### EXERCISE REQUIREMENTS
Below are lines of data; restate word for word those running from the line containing "[tag] forehead: a pin per instance" to the line containing "[tag] plain backdrop: a pin per instance", inclusive, and no others.

### DATA EXTRACTS
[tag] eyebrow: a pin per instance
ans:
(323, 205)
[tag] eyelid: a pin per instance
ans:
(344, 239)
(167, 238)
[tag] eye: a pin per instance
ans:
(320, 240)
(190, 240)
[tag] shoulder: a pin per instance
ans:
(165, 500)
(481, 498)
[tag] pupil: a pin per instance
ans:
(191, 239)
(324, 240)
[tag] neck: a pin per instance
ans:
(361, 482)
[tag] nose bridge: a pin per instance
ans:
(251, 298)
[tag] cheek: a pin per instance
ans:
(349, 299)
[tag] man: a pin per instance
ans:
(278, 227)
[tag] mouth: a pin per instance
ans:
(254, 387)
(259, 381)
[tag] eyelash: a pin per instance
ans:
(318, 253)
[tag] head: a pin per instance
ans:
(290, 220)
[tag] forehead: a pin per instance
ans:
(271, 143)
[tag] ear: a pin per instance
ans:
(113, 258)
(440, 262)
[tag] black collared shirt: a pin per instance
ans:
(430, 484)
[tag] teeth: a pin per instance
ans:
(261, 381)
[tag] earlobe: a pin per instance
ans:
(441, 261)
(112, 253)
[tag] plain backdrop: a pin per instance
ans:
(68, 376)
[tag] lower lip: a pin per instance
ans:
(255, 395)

...

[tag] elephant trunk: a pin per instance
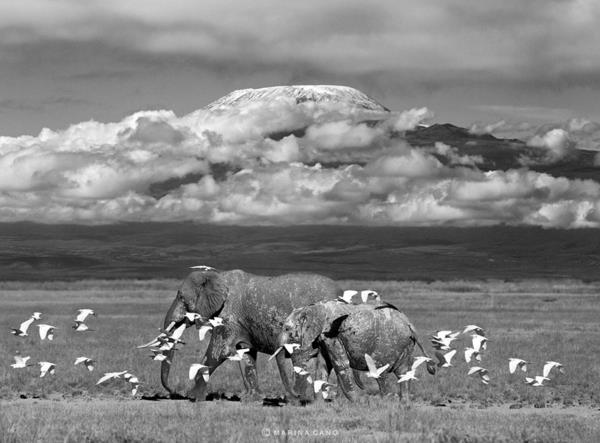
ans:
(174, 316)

### WRITTEN SOLUTION
[tag] forehead: a pin per instance
ans:
(271, 143)
[tag] ear: a pin per instance
ans:
(113, 258)
(440, 262)
[tag] black collared shirt: a pin per instance
ans:
(430, 484)
[tag] teeth: a pin per instance
ans:
(261, 381)
[tag] earlobe: a pin per instance
ans:
(441, 261)
(112, 253)
[tag] plain backdrop: a pin per instance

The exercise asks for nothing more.